What is required
Write out the listing below character for character, starting with its first line and stopping after the line that contains "327], [377, 340]]]".

==*==

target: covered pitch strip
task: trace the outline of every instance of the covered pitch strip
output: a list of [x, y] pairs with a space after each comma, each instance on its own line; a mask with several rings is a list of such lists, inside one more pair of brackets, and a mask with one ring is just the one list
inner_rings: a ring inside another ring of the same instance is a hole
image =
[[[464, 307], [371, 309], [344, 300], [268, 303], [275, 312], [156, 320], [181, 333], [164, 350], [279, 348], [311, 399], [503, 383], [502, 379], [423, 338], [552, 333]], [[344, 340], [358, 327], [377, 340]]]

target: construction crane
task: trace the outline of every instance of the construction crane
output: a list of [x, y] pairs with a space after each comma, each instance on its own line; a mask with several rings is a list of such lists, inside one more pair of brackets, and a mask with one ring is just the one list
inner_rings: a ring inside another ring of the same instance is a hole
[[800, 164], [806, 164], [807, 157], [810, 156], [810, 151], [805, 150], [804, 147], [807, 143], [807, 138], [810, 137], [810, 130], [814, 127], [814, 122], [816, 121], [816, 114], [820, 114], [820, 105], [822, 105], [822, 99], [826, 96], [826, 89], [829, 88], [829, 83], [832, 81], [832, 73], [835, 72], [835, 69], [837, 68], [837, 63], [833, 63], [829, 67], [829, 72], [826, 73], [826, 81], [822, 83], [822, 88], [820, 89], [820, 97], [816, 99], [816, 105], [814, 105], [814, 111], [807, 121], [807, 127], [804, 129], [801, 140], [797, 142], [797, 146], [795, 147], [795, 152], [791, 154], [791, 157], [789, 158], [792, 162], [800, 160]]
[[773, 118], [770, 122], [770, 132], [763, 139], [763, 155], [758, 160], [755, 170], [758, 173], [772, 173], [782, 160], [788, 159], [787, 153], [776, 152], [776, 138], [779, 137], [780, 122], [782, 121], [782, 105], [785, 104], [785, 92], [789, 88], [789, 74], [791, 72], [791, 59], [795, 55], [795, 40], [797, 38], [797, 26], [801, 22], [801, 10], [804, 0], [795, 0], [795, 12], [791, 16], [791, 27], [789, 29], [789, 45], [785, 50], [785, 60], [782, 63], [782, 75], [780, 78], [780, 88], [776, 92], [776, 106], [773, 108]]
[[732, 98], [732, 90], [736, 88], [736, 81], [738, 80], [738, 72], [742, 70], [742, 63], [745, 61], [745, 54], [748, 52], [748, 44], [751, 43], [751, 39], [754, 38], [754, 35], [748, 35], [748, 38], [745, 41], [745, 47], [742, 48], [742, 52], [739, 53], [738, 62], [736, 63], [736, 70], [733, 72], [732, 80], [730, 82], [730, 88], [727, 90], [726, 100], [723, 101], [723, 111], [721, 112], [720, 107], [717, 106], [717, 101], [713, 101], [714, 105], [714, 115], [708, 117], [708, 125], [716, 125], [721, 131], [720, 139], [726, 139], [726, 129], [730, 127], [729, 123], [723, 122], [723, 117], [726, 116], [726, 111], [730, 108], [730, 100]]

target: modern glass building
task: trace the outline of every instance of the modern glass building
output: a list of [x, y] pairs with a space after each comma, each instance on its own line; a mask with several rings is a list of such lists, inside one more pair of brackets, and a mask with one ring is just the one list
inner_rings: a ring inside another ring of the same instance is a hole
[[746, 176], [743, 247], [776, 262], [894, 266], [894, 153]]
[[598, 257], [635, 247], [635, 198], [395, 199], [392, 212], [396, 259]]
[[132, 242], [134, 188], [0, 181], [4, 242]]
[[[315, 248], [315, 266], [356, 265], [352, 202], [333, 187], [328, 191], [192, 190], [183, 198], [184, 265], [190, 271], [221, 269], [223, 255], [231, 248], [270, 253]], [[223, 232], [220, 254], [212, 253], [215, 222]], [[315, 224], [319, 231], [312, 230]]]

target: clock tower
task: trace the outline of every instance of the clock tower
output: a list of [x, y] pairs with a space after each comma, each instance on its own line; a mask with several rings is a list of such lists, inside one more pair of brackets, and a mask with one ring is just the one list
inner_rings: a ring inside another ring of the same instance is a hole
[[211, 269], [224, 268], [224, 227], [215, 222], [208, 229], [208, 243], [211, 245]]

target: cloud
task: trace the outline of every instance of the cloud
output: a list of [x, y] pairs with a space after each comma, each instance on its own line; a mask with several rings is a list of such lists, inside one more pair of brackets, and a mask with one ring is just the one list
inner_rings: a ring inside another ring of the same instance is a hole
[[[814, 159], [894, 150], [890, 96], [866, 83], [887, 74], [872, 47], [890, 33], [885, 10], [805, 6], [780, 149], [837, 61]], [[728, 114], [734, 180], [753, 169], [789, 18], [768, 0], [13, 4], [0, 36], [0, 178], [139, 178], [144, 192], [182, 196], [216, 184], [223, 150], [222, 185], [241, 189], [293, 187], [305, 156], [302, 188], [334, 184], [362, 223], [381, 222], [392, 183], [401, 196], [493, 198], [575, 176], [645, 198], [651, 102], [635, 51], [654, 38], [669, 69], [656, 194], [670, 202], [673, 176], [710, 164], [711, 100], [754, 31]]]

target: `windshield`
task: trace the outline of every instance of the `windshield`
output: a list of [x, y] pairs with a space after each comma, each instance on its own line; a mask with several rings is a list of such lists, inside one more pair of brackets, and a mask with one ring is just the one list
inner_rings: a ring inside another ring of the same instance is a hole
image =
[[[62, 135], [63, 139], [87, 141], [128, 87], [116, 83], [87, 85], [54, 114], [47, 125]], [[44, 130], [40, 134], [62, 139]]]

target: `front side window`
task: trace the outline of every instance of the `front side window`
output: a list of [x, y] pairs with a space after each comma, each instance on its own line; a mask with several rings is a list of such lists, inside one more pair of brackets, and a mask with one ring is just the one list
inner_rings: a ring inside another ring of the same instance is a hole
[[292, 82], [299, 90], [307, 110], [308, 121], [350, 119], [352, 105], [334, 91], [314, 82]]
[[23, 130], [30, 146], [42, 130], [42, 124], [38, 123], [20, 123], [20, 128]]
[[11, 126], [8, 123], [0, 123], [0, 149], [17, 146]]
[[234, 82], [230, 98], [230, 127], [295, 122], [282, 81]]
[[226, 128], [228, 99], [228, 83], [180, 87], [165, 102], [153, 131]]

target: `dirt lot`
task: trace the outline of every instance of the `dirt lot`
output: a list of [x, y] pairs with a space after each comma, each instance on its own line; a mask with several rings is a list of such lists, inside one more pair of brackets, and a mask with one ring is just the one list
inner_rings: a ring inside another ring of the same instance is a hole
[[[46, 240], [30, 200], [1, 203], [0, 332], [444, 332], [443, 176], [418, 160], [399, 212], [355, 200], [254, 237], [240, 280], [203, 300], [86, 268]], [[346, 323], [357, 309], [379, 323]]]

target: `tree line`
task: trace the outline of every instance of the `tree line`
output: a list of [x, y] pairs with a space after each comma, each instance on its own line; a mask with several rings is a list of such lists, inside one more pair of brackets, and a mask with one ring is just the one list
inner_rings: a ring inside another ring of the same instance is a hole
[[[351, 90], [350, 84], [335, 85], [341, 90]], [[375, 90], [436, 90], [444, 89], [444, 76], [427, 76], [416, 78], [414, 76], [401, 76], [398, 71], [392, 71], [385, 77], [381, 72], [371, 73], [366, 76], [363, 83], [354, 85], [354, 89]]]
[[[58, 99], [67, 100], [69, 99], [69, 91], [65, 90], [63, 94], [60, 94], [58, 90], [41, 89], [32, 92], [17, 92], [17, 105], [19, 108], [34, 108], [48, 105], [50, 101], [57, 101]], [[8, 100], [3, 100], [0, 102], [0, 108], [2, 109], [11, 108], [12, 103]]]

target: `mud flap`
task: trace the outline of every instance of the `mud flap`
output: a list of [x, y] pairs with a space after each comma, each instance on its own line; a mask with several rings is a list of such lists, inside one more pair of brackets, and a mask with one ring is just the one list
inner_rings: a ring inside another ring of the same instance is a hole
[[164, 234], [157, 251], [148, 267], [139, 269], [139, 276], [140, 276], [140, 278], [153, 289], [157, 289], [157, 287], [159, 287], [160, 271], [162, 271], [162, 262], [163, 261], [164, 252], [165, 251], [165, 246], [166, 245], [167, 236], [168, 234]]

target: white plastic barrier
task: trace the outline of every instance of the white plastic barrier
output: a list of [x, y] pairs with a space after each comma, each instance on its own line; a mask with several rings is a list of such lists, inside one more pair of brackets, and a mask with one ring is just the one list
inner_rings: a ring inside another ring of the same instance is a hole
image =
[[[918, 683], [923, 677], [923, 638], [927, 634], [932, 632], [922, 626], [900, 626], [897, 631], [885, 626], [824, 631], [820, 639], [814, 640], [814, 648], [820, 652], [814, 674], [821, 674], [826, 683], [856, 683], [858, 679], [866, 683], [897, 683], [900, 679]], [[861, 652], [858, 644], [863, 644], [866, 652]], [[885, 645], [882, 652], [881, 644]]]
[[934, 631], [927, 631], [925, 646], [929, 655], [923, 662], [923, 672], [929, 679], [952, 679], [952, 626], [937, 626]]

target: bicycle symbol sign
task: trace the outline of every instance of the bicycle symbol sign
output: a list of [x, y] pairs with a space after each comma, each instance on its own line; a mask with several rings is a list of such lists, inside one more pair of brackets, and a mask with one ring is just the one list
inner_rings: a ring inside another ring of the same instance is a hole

==*==

Correct answer
target: covered pitch strip
task: trace the outline of every instance of the covered pitch strip
output: a list of [x, y] pairs with a space after each comma, each instance on its own line; a mask with several rings is a list of such lists, inside one more pair of brackets, and a mask with one ring is just the one list
inner_rings: a ring inside another ring of the same instance is a hole
image =
[[[464, 307], [371, 309], [344, 300], [268, 303], [275, 312], [156, 320], [181, 333], [164, 350], [279, 348], [311, 399], [503, 383], [502, 379], [423, 338], [552, 333]], [[344, 340], [358, 327], [377, 340]]]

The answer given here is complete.